課題 1. 後に示すレコードで、文字列「trunk」を含む行はどれですか？大文字と小文字を区別して該当する行をすべて選び出し、そのまま書き写してください。
**** 本文
現役減・既卒という出願状況
2026年度(令和8年度)大学入学共通テストの出願受付最終日(2025年10月3日午後5時現在)
の出願総数は49万1,272人となり、前年度同時期より6,704人増加しました。
しかし、この数字の内訳を見ると、驚くべき変化が起きています。
現役生が6,131人減少する一方で、既卒生が1万2,835人も増加したのです。
この「現役減・既卒増」という状況は、何を意味しているのでしょうか。
詳しく分析していきます。

出願者数の詳細な内訳
2026年度(令和8年度)出願状況【10月3日17時現在】
- 出願総数:49万1,272人(前年比+6,704人)
内訳:
- 高等学校等卒業見込者(現役):41万6,965人(前年比-6,131人)
- 高等学校卒業者等(既卒):7万4,307人(前年比+12,835人)
※2026年度の確定志願者数は12月上旬に発表予定のため、現時点では出願受付最終日時点の数値となります。
現役生が減少した要因
現役生が前年比6,131人減少した主な要因は、やはり少子化による18歳人口の減少が一番でしょう。
2025年度は18歳人口が前年よりわずかに増えて約112万人だったため、共通テストの現役生出願者数も2024年度よりも増加しました。
しかし、2026年度以降は18歳人口は毎年減少してくため、共通テストの現役生志願者数も減少の一途をたどることになります。
既卒生が1万人超も増加した理由を分析
注目すべきは、既卒生が前年比1万2,835人増(約19.8%増)という大幅な増加です。
この増加には、複数の要因が絡み合っていると考えます。
1. 昨年度の浪人生が多かった影響
2025年度入試は新課程初年度という大きな節目でした。
新課程では「情報Ⅰ」が新設され、出題科目が大きく変わったため、
受験生は以下のような心理的プレッシャーを抱えていました。
- 「新課程初年度は様子見で、浪人しても翌年の方が対策しやすいのでは」
- 「新課程の難易度が読めないため、無理に受験するより1年待つ方が安全」
こうした心理から、2025年度入試で浪人を選択した受験生が例年より多かった可能性があります。
その結果、2026年度の既卒生志願者数が増加したと考えられます。
2. Web出願の完全導入による参入障壁の低下
2026年度から共通テストは完全Web出願となり、
これまで必要だった卒業証明書の提出が不要になりました。
この変更により、以下のような「純粋な浪人生ではない出願者」も増加した可能性があります。
********
課題 2. 共通テストの出願状況を扱った上の本文を、最後の文のあとから書き継いでください。
**** 抜粋データ
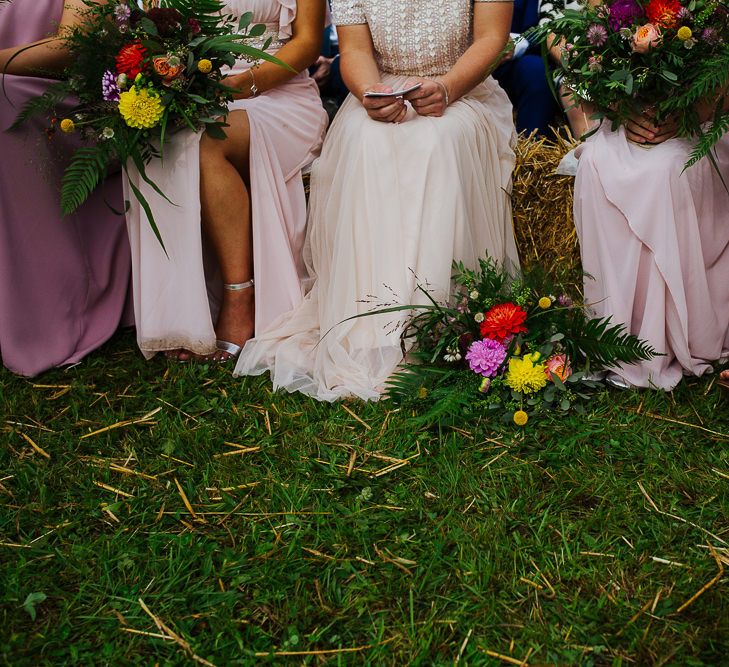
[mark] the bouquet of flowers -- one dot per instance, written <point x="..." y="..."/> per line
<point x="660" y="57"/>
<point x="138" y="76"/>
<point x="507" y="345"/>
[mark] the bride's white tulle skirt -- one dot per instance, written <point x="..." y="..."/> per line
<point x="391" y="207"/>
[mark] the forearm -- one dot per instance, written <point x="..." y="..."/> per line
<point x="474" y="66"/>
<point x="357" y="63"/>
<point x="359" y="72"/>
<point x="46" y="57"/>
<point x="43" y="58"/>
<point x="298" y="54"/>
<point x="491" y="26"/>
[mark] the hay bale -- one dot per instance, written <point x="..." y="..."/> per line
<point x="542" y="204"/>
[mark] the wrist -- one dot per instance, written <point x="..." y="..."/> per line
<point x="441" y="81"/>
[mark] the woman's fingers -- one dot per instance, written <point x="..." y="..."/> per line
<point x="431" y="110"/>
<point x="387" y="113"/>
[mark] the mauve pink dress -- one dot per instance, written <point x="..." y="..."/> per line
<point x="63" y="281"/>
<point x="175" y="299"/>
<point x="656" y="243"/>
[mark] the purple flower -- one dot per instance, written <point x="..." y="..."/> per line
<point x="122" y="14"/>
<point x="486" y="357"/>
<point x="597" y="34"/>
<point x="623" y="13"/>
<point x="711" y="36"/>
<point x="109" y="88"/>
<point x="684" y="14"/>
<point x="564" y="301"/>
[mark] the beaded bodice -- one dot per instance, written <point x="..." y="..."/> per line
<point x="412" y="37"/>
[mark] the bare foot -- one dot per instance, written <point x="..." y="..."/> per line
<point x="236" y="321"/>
********
**** 抜粋データ
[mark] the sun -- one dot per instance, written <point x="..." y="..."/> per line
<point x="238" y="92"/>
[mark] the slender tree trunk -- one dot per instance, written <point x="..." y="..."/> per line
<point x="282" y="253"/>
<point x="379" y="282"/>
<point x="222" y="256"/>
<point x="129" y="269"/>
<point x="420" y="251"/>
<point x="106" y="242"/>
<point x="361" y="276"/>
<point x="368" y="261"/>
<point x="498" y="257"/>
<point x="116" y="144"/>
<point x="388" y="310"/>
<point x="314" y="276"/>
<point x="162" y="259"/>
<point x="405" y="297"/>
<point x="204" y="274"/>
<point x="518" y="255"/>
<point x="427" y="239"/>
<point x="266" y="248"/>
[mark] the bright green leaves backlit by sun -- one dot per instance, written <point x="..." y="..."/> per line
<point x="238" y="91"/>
********
**** 抜粋データ
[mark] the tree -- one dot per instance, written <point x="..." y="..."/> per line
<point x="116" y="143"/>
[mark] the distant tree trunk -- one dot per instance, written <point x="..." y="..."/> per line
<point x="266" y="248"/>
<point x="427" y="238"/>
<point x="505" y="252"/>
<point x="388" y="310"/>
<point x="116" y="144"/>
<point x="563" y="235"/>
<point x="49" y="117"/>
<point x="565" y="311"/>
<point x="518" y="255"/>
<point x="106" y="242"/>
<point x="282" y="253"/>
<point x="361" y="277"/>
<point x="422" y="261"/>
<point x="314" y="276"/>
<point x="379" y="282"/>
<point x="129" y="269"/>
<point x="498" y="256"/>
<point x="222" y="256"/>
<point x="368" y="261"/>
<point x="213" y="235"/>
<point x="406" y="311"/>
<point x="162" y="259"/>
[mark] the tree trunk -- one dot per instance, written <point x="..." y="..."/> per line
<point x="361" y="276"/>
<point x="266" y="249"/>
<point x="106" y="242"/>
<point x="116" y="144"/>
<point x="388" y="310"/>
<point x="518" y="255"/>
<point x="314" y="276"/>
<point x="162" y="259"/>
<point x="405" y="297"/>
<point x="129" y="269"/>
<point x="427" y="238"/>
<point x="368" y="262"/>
********
解答例 1.
[mark] the slender tree trunk -- one dot per instance, written <point x="..." y="..."/> per line
[mark] the distant tree trunk -- one dot per instance, written <point x="..." y="..."/> per line
[mark] the tree trunk -- one dot per instance, written <point x="..." y="..."/> per line

解答例 2.
予備校講師・教育関係者の出願増
- 問題分析目的の予備校講師:最新の出題傾向を肌で感じるため実際に受験
- 教材作成のための塾講師:リアルな試験体験を教材に反映
- 入試研究のための高校教員:生徒指導に活かすため自ら受験
従来は卒業証明書を取り寄せる手間とコストがかかったため、このような「研究目的の受験」は少数でした。
しかし、Web出願によりメールアドレスと検定料だけで出願可能になったことで、増加したと推測されます。
社会人や生涯学習目的の出願者
- 大学再受験を検討する社会人:現在の実力を測定するための腕試し
- 学び直しを考える既卒者:自己の学力確認
- 単純に受験してみたい人:出願の手軽さから興味本位で受験
Web出願による手続きの簡略化は、このような「多様な動機を持つ受験者」の参入を促したと推測されます。
3. 経済的要因と浪人のハードル低下
近年、オンライン予備校や映像授業の普及により、
従来の予備校に通うよりも低コストで浪人できる環境が整っています。
- スタディサプリなどの月額制オンライン学習サービス
- YouTubeでの無料講義動画
- 参考書・問題集の充実
こうした環境の変化により、「浪人=高額な予備校費用」という図式が崩れ、
浪人を選択しやすくなった側面もあるのではないでしょうか。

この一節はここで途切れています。